Can you write out all of the material below again, changing every "innermost" to "central", keeping everything else the same, and omitting the pictures?

**Records provided**
┄┄┄┄┄┄┄┄┄┄

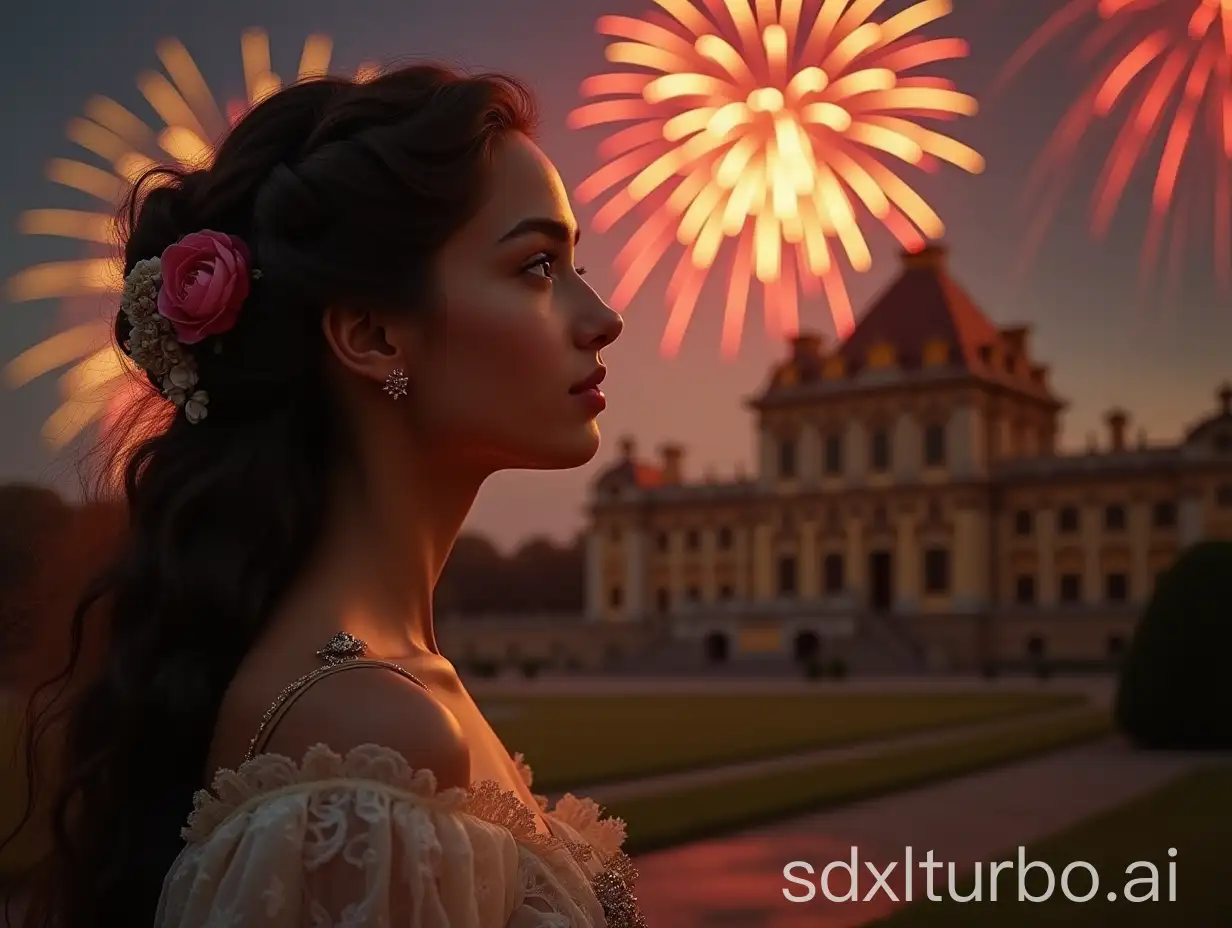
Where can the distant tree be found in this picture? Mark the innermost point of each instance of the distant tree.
(548, 578)
(1174, 690)
(474, 578)
(540, 577)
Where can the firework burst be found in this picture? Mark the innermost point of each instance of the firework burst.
(768, 127)
(1167, 73)
(95, 387)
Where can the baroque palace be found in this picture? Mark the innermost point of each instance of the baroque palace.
(909, 509)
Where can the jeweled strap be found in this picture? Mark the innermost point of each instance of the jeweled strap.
(343, 652)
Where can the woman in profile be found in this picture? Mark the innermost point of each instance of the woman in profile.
(362, 309)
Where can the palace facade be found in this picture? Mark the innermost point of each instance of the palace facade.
(909, 507)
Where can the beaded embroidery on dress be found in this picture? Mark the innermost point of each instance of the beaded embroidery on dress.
(364, 839)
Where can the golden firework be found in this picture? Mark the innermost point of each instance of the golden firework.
(122, 147)
(1168, 69)
(768, 128)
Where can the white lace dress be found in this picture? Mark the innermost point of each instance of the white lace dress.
(364, 839)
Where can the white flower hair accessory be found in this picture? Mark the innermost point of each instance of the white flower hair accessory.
(195, 290)
(152, 343)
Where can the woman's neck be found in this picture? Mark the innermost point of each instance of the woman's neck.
(389, 528)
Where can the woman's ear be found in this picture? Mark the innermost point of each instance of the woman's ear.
(370, 344)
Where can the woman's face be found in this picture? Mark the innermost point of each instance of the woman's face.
(510, 380)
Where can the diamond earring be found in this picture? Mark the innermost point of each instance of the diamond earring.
(397, 383)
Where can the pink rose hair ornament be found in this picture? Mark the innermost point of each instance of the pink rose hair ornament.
(192, 291)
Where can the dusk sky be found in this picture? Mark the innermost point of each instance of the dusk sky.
(1161, 356)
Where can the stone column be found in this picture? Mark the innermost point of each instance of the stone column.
(908, 566)
(635, 573)
(596, 583)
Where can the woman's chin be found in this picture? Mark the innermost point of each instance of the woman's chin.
(566, 451)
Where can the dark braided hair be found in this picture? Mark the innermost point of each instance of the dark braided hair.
(344, 191)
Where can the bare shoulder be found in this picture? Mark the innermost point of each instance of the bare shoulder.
(370, 704)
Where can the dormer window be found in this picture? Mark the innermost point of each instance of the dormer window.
(882, 355)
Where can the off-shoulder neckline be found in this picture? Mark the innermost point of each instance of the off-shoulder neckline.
(235, 791)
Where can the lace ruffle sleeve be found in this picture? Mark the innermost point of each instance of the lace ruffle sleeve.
(362, 839)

┄┄┄┄┄┄┄┄┄┄

**Task solution**
Where can the distant tree be found in this picture? Mark the central point of each instance of the distant tree.
(548, 578)
(1174, 690)
(474, 578)
(540, 577)
Where can the firework burst be found in this picture? Mark the central point of each instance of the firework burst.
(768, 127)
(1167, 73)
(95, 387)
Where can the baroque palace be found in this picture? Mark the central point of each instance of the baroque palace.
(909, 509)
Where can the jeweled strap be found in this picture? Mark the central point of each instance of the jeweled strap.
(343, 652)
Where can the woman in profile be found in this picture? Mark the central point of each instance of the woman in profile.
(362, 309)
Where can the palace facade be found in this picture? Mark the central point of each instance of the palace facade.
(909, 507)
Where can the beaded embroidery on dress be found in this picture? Mark the central point of each instance of the beaded embroidery on dress.
(364, 839)
Where can the golden firework be found in this picture? Mark the central point of each instance of the golden firework.
(122, 147)
(1168, 69)
(768, 128)
Where can the white lace dress be found in this picture? Mark the central point of each instance of the white lace dress.
(364, 839)
Where can the white flower hair accessory be found in this picture? Mark the central point of each instance of the white flower hair accessory.
(195, 290)
(152, 343)
Where can the woman's neck be found in this picture? Mark the central point of each instance of the woman's neck.
(389, 528)
Where can the woman's ear be found in this picture? Mark the central point of each instance of the woman's ear.
(370, 344)
Where can the woman's face be found in this picture? Mark the central point of each instance of the woman's face.
(510, 380)
Where can the diamond earring be found in this picture? Mark the central point of each instance of the diamond earring.
(397, 383)
Where can the pink rose hair ornament be found in this picture? Mark the central point of each instance of the pink rose hair ornament.
(192, 291)
Where can the dusk sky be found in this picture? Mark the central point of each instance of the dusk sky.
(1161, 356)
Where can the stone column be found in this picture? Mark the central point of each instance of the stone column.
(908, 566)
(635, 573)
(596, 583)
Where can the woman's chin be found in this picture? Mark the central point of each instance of the woman's chin.
(566, 451)
Where can the dark braided hair be found in this picture? Mark the central point of each instance of the dark braided hair.
(344, 191)
Where can the bare shoulder be found in this picture? Mark the central point of each instance of the bare shoulder.
(370, 704)
Where can the dormer window be found in this picture? Mark the central point of each instance of the dormer window.
(882, 355)
Where can the off-shoulder neckline be found in this picture? Mark the central point of each instance of the off-shoulder neckline.
(235, 791)
Where can the lace ruffle sleeve be found in this picture? Mark the central point of each instance of the lace ruffle sleeve.
(362, 839)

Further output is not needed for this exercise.